===== Records supplied

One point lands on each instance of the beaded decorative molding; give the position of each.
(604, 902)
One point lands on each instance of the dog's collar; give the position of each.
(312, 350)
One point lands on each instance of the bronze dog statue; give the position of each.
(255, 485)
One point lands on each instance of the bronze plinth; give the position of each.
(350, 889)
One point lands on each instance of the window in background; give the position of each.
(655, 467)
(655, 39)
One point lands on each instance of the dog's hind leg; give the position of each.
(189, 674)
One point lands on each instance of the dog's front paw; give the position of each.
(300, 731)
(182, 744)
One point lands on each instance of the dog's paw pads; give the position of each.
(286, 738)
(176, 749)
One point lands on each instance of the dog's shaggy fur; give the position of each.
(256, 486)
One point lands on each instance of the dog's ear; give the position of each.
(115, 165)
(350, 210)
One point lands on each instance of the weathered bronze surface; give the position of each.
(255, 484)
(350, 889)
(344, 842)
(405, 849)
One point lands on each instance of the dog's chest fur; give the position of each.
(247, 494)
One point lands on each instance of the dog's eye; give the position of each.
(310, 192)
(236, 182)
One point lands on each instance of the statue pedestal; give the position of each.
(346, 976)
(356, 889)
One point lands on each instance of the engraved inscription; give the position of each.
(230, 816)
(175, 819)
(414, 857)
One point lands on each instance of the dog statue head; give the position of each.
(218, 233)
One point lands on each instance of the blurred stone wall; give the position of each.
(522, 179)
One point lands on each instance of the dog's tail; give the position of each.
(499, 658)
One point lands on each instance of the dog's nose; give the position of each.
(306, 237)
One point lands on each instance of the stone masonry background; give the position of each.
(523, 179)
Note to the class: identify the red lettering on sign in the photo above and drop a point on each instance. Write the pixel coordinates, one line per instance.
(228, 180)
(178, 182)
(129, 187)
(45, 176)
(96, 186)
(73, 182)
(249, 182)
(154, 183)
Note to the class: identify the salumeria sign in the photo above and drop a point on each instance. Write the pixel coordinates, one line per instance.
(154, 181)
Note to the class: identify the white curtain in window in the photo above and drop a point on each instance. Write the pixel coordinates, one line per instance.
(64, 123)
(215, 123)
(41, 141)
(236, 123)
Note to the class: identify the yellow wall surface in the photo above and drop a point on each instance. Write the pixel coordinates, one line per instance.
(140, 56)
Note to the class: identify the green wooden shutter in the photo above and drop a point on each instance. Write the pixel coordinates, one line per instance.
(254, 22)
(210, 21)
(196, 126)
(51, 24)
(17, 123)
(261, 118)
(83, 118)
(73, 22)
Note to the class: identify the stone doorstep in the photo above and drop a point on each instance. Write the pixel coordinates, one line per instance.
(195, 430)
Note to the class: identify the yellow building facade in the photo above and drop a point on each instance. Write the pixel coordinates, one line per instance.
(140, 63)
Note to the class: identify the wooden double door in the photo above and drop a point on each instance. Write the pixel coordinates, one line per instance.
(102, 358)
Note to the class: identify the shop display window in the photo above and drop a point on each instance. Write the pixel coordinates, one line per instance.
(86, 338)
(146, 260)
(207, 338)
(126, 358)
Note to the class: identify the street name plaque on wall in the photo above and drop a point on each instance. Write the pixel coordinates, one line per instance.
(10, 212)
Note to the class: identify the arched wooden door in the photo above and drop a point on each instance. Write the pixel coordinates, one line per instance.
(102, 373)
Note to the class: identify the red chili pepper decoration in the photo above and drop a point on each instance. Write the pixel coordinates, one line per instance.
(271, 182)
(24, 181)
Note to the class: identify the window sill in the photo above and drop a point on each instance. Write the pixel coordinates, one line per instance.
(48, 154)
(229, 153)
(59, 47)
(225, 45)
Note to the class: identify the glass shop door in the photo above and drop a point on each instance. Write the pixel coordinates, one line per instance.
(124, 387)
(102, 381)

==========
===== Records supplied

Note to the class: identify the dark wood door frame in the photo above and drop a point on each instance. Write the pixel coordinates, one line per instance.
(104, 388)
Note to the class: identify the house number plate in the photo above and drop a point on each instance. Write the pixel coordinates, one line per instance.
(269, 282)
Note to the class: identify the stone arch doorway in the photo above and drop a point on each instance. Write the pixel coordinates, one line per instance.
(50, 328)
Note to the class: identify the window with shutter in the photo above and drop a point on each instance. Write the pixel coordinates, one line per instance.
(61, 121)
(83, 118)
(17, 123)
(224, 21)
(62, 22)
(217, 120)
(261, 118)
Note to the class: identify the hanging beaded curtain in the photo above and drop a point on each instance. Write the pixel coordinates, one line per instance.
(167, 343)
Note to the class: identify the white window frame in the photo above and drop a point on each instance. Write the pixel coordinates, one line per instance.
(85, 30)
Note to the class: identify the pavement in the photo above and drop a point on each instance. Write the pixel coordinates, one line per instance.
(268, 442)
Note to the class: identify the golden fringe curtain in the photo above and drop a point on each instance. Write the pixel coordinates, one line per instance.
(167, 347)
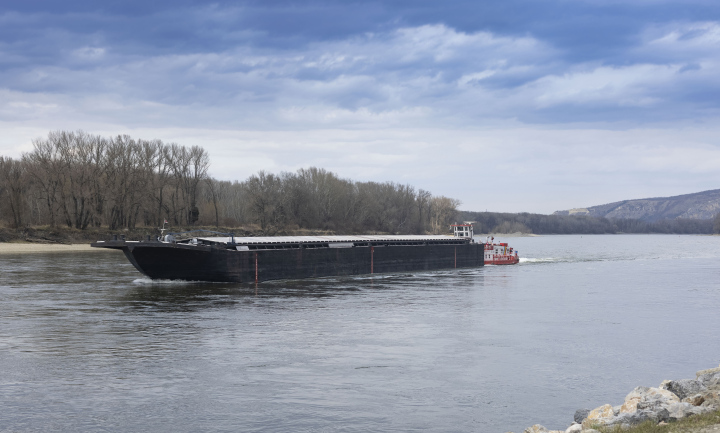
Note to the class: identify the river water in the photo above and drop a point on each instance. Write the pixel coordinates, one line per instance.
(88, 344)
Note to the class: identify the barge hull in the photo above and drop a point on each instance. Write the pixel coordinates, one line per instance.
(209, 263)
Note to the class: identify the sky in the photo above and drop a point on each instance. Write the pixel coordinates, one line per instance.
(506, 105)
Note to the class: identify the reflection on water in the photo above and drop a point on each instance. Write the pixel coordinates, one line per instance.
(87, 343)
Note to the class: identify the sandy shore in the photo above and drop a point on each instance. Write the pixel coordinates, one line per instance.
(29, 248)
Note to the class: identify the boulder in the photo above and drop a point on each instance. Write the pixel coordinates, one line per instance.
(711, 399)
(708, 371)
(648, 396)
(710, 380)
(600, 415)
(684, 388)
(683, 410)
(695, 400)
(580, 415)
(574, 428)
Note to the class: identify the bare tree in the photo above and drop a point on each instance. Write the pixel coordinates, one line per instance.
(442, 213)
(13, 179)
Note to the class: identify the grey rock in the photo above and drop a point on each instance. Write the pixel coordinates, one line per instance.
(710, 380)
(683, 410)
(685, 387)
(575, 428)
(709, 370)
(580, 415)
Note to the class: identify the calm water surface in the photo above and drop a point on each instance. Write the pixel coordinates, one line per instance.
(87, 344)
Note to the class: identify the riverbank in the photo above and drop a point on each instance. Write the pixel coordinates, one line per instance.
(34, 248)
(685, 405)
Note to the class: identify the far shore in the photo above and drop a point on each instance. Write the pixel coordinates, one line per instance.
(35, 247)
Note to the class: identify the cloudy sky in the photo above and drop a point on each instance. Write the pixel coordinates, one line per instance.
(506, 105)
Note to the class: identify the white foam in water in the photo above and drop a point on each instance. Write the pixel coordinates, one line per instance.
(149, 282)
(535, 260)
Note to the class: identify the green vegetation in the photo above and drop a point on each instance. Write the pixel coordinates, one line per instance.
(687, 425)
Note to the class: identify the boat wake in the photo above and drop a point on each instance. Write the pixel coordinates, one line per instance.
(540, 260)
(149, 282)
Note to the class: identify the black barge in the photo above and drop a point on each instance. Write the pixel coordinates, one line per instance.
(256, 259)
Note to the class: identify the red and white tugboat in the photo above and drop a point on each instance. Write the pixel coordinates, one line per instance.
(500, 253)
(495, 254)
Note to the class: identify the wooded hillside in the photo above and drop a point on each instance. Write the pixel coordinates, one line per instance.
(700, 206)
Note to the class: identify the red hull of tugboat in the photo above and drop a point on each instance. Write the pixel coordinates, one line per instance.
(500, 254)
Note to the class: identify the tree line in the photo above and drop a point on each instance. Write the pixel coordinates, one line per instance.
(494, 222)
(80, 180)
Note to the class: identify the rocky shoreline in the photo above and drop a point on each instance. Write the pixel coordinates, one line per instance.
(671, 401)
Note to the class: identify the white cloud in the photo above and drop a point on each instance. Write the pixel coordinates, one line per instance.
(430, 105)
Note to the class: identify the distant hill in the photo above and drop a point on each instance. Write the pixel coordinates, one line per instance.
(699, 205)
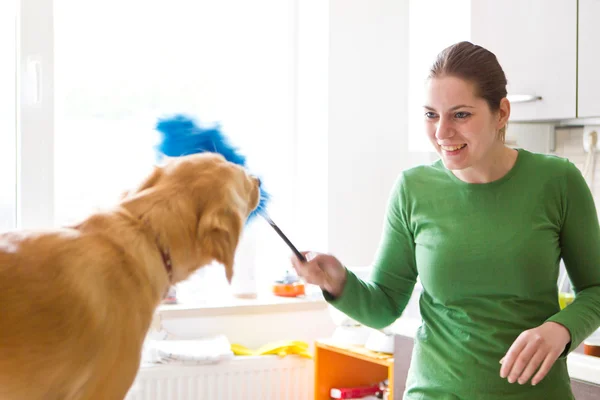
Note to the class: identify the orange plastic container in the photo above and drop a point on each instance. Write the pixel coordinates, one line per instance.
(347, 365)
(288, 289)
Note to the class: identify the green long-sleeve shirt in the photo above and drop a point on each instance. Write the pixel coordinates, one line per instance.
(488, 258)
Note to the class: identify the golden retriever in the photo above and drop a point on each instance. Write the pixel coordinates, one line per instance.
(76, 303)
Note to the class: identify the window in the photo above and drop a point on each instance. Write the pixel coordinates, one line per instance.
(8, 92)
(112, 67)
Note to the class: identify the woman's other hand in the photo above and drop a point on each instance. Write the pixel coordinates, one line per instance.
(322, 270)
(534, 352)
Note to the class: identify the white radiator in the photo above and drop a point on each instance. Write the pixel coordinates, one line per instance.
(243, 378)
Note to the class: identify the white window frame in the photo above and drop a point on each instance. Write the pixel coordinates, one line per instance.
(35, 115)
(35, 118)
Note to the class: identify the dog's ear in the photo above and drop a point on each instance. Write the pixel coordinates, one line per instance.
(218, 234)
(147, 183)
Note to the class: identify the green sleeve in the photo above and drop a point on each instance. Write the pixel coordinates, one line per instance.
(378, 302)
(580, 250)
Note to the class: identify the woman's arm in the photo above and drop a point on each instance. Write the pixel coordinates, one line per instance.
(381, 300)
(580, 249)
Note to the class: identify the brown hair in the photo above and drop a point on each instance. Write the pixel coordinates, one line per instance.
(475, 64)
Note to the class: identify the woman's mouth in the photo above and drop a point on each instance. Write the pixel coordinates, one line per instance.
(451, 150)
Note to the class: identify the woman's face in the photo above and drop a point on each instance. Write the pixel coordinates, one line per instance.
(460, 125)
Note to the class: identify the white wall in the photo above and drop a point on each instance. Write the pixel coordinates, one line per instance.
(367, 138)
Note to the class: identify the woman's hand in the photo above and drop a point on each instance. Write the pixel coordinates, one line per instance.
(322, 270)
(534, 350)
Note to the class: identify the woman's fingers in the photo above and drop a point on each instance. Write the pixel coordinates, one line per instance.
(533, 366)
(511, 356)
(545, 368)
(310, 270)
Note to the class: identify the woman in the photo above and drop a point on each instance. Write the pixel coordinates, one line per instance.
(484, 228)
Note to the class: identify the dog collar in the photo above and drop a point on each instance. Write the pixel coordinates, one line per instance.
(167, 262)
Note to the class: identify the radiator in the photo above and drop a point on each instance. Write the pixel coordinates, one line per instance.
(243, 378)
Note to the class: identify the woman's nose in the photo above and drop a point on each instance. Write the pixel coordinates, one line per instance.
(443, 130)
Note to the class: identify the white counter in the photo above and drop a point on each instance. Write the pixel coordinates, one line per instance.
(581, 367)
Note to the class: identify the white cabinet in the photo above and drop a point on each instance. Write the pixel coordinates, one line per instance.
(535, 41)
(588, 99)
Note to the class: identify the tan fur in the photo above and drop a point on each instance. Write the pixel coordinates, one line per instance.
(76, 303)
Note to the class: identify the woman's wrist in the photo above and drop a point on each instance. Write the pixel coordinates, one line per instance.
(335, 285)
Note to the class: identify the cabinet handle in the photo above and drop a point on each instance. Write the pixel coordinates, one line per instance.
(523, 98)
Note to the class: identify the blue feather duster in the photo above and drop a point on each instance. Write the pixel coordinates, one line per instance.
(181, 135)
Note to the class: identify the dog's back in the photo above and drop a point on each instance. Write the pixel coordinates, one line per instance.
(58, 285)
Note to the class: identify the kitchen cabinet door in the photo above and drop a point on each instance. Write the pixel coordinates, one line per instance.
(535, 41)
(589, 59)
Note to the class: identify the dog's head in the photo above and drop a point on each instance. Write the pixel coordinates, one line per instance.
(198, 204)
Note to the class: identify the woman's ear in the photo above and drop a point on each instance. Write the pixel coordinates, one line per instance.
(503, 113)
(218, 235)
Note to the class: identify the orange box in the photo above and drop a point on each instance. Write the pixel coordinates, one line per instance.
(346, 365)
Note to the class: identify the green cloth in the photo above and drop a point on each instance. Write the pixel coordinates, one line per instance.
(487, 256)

==========
===== Records supplied

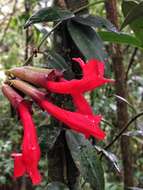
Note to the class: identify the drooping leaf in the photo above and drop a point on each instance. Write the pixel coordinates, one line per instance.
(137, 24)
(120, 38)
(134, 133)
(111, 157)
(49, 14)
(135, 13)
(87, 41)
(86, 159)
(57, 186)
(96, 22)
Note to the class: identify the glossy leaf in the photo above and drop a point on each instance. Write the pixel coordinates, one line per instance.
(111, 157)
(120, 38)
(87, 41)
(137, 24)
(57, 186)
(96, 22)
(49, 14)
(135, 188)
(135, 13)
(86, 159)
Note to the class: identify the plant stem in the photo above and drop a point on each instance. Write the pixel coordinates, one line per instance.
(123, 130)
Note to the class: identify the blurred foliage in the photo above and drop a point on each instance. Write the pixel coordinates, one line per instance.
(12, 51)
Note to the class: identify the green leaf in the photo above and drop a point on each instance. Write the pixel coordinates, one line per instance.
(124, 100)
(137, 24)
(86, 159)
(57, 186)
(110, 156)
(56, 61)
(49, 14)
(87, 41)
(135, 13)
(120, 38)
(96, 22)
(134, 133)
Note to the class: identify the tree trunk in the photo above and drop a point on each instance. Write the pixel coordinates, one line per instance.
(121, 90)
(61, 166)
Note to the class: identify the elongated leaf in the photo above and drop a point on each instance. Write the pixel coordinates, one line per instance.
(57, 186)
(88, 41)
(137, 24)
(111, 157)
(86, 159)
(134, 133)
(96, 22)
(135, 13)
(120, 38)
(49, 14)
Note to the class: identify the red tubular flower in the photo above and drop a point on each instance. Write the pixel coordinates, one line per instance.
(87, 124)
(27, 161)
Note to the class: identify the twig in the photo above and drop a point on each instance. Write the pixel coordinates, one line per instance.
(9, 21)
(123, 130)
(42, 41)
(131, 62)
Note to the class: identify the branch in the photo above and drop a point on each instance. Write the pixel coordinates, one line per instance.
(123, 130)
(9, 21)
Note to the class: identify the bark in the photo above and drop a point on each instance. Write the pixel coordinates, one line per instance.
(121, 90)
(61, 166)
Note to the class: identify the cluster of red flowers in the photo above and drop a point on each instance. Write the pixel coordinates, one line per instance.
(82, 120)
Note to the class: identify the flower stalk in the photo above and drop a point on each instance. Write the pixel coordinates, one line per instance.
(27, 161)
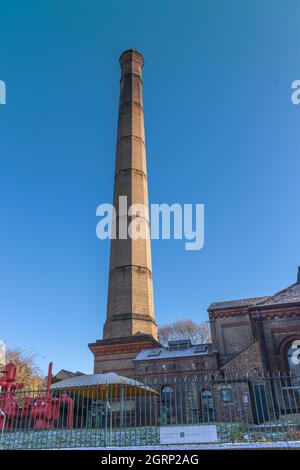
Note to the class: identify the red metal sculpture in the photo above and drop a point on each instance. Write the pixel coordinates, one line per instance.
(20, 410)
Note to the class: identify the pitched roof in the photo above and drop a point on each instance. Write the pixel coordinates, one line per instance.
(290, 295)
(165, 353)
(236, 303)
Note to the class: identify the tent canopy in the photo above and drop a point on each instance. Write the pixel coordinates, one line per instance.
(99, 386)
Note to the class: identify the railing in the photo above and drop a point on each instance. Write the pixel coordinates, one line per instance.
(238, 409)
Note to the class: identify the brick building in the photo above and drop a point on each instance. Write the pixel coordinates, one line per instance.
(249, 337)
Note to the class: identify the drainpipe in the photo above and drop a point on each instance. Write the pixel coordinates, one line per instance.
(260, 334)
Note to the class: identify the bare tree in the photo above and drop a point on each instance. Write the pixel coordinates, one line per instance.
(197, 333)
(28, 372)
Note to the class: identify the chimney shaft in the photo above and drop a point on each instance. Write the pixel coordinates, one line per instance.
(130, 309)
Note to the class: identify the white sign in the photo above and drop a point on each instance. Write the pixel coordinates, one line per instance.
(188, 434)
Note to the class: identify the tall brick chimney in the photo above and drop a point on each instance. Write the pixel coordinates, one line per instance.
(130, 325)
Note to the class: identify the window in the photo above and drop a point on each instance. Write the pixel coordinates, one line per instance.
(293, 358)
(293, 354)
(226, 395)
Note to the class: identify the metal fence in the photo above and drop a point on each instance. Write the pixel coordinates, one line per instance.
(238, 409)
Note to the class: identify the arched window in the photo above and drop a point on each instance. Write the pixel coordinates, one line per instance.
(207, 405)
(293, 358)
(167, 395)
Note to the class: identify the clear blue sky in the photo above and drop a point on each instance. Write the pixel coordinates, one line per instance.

==========

From the entries above, write out only the lines starting at the line that holds "Note to the class: identify the arched window" and ending at the line that holds "Note to the class: identify the clear", keeping both and matching them exactly.

→ Task result:
Note to the class: identify the arched window in the photo above and drop a point on each instance. Write the pixel coordinates, one line per instance.
(207, 405)
(293, 358)
(167, 395)
Note to the class: identify the clear blue sky in the photo above and drop a point on each instance. Write the pixel coordinates, one line per instance.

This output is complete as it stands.